(WHAT YOU HAVE TO DO): Copy each line from the data that has the word "instance" in it.

(Stored records):
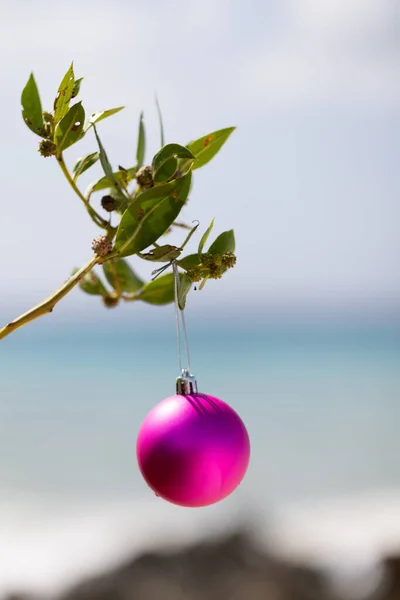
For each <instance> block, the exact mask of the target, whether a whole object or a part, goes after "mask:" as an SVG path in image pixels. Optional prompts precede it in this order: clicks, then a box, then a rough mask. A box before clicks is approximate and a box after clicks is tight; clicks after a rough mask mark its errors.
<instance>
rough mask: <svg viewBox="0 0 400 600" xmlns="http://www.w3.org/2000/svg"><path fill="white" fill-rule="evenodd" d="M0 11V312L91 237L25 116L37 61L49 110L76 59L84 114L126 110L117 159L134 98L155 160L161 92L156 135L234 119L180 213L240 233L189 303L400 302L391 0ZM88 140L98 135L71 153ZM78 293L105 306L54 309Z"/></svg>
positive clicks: (329, 304)
mask: <svg viewBox="0 0 400 600" xmlns="http://www.w3.org/2000/svg"><path fill="white" fill-rule="evenodd" d="M0 17H1V18H0V52H1V55H2V57H3V60H2V63H1V66H0V69H1V84H2V94H1V101H0V102H1V104H0V106H1V111H0V129H1V132H2V135H1V137H0V158H1V165H2V183H3V187H2V196H1V200H0V207H1V210H0V214H1V219H2V221H1V222H2V235H1V237H0V250H1V259H0V260H1V280H2V283H1V289H2V295H1V300H0V315H1V316H4V320H7V319H8V318H12V317H14V316H16V314H15V312H16V313H18V312H19V311H20V310H23V309H26V308H29V307H30V305H31V304H33V303H35V302H38V301H39V300H41V299H43V298H44V297H45V296H46V295H48V294H49V293H50V292H52V291H53V290H54V289H56V288H57V287H58V285H60V283H62V282H63V281H64V280H65V279H66V278H67V277H68V276H69V274H70V272H71V270H72V268H73V267H75V266H79V265H82V264H84V263H85V262H87V260H88V259H89V258H90V256H91V249H90V246H91V240H92V238H93V237H94V235H96V233H97V230H96V229H95V228H94V226H93V224H92V222H91V221H90V220H89V219H88V217H87V215H86V213H85V211H84V210H83V207H82V206H81V204H80V201H79V199H78V198H77V197H76V196H75V195H74V194H73V192H72V191H70V189H69V187H68V185H67V183H66V182H65V180H64V179H63V176H62V174H61V172H60V171H59V169H58V166H57V164H56V163H55V161H53V160H52V159H43V158H42V157H41V156H39V154H38V153H37V144H38V141H39V138H37V137H36V136H34V135H33V134H32V133H31V132H30V131H29V130H28V128H27V127H26V126H25V125H24V124H23V122H22V118H21V115H20V94H21V90H22V88H23V86H24V84H25V82H26V80H27V78H28V76H29V73H30V71H32V70H33V71H34V74H35V77H36V80H37V82H38V86H39V90H40V93H41V98H42V104H43V107H44V108H45V109H46V108H47V109H50V108H51V105H52V101H53V98H54V95H55V92H56V90H57V87H58V84H59V82H60V80H61V78H62V76H63V74H64V72H65V71H66V69H67V68H68V65H69V63H70V62H71V60H74V63H75V72H76V75H77V76H83V77H85V79H84V82H83V84H82V87H81V99H82V100H83V104H84V106H85V107H86V110H87V112H88V113H91V112H94V111H95V110H101V109H105V108H111V107H114V106H119V105H121V104H125V105H126V107H127V108H126V109H125V110H124V111H123V112H121V113H120V114H118V115H116V116H115V117H113V118H111V119H110V120H108V121H104V122H103V123H102V124H101V125H99V132H100V134H101V137H102V139H103V142H104V144H105V146H106V149H107V151H108V154H109V157H110V159H111V161H112V162H113V164H114V165H115V166H117V165H118V164H122V165H124V166H133V164H134V162H135V146H136V133H137V122H138V117H139V113H140V111H141V110H142V109H143V110H144V112H145V120H146V125H147V129H148V133H149V143H148V154H147V159H148V161H149V160H150V159H151V157H152V155H153V154H154V153H155V152H156V151H157V150H158V149H159V147H158V129H157V115H156V111H155V107H154V101H153V99H154V93H155V91H157V94H158V96H159V100H160V103H161V105H162V110H163V113H164V120H165V128H166V137H167V141H171V142H179V143H186V142H188V141H189V140H191V139H194V138H196V137H200V136H202V135H204V134H206V133H209V132H210V131H213V130H215V129H219V128H222V127H227V126H230V125H236V126H237V127H238V129H237V131H236V132H235V133H234V134H233V135H232V137H231V139H230V140H229V142H228V143H227V145H226V146H225V147H224V148H223V150H222V151H221V153H220V154H219V155H218V156H217V157H216V158H215V159H214V161H213V162H212V163H210V164H209V165H207V166H206V167H204V168H203V169H201V170H199V171H197V172H196V173H195V177H194V190H193V193H192V195H191V200H190V204H189V205H188V207H187V208H186V209H185V213H184V215H182V216H183V217H184V218H185V220H186V221H189V222H190V221H191V220H193V219H198V220H199V221H200V222H201V229H202V230H203V231H204V230H205V229H206V228H207V226H208V224H209V222H210V220H211V219H212V217H216V224H215V230H214V231H215V234H217V233H219V232H221V231H223V230H224V229H230V228H232V227H233V228H234V229H235V232H236V238H237V256H238V264H237V267H236V268H235V269H234V270H233V271H232V272H230V273H229V274H228V275H227V276H226V277H225V278H224V279H223V280H222V281H218V282H211V284H210V285H209V286H206V289H205V291H204V294H203V293H202V296H200V295H199V294H198V295H197V296H196V299H195V300H193V302H194V303H195V304H201V303H205V304H204V305H205V306H207V305H209V306H210V307H211V306H213V305H214V304H215V303H217V304H218V302H219V303H221V302H226V300H227V299H229V302H231V303H232V304H233V305H236V304H237V303H240V304H243V303H245V302H248V306H249V305H250V304H251V303H252V302H254V303H256V304H257V306H261V307H262V306H263V305H264V303H265V305H267V304H268V303H269V304H272V305H274V304H275V305H280V304H283V305H288V306H289V307H292V308H293V309H295V307H296V306H300V305H301V306H303V305H304V306H314V305H321V306H326V307H329V306H336V305H337V306H338V305H340V306H352V307H354V306H355V307H359V308H360V309H362V308H363V307H365V306H366V305H368V306H376V307H379V306H386V305H392V306H396V305H397V306H398V305H399V302H400V276H399V253H400V236H399V222H400V209H399V198H400V195H399V192H400V181H399V168H398V158H399V139H400V125H399V116H400V76H399V62H400V59H399V56H400V55H399V50H400V36H399V31H400V26H399V6H398V3H397V2H396V0H350V1H349V0H273V1H272V0H253V1H247V2H240V1H239V0H235V1H230V0H218V1H216V0H202V1H201V2H195V1H193V0H175V1H174V0H171V1H169V2H166V1H164V2H162V1H150V0H149V1H146V2H138V1H135V0H133V1H132V0H131V1H129V2H128V1H123V0H119V1H114V2H112V3H111V2H103V1H98V0H96V2H95V1H94V0H90V1H86V2H84V1H82V0H80V1H77V0H70V1H69V2H68V3H63V4H62V3H56V2H50V1H48V0H43V1H40V0H35V1H34V2H27V1H21V2H18V3H17V2H11V1H10V0H2V2H1V14H0ZM91 150H96V144H95V140H94V136H93V135H92V134H91V135H88V136H87V138H85V140H84V141H83V142H81V143H80V144H78V145H77V146H75V147H73V148H71V149H70V150H68V151H67V152H66V158H67V160H68V162H69V164H70V165H71V166H72V164H73V163H74V162H75V160H76V159H77V158H78V157H79V156H80V155H82V154H84V153H86V152H87V151H91ZM99 169H100V167H99V168H97V167H96V168H94V169H93V170H92V171H91V172H90V175H89V176H88V177H87V178H82V179H83V181H84V186H83V187H86V184H87V183H89V182H90V180H92V179H94V178H96V177H97V176H98V175H99V173H100V171H99ZM100 197H101V196H100V195H99V198H98V201H99V200H100ZM199 235H201V234H199ZM181 239H182V233H181V232H179V231H177V232H176V233H175V234H174V236H171V237H170V243H177V244H178V245H179V242H180V241H181ZM198 239H199V236H198V238H196V239H195V240H194V243H193V245H192V247H191V249H194V248H195V244H196V243H197V241H198ZM134 265H138V269H139V271H140V272H141V273H143V274H149V273H150V270H151V265H148V264H146V263H143V262H142V261H139V260H135V261H134ZM77 305H80V306H81V307H83V308H81V309H79V308H78V312H79V314H82V311H85V310H88V311H90V310H92V308H94V306H95V305H96V307H97V306H98V303H97V302H96V301H95V300H94V299H93V298H84V297H83V294H81V293H79V291H75V292H74V293H73V294H72V295H71V297H70V298H69V299H68V300H67V301H66V308H64V309H63V310H68V307H69V308H70V309H71V310H72V309H75V307H76V306H77ZM96 310H97V309H96ZM99 310H100V307H99ZM101 310H102V309H101ZM151 310H152V311H153V310H155V309H153V308H151Z"/></svg>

(OUTPUT BELOW):
For each <instance> block, the exact mask of the target, whether a whole object or a part, goes after "mask:" as an SVG path in image pixels. Optional prompts precede it in this order: clicks, then a box, then a rough mask. A box before clicks is approximate and a box after clicks is tight; clicks after a rough mask mark its errors.
<instance>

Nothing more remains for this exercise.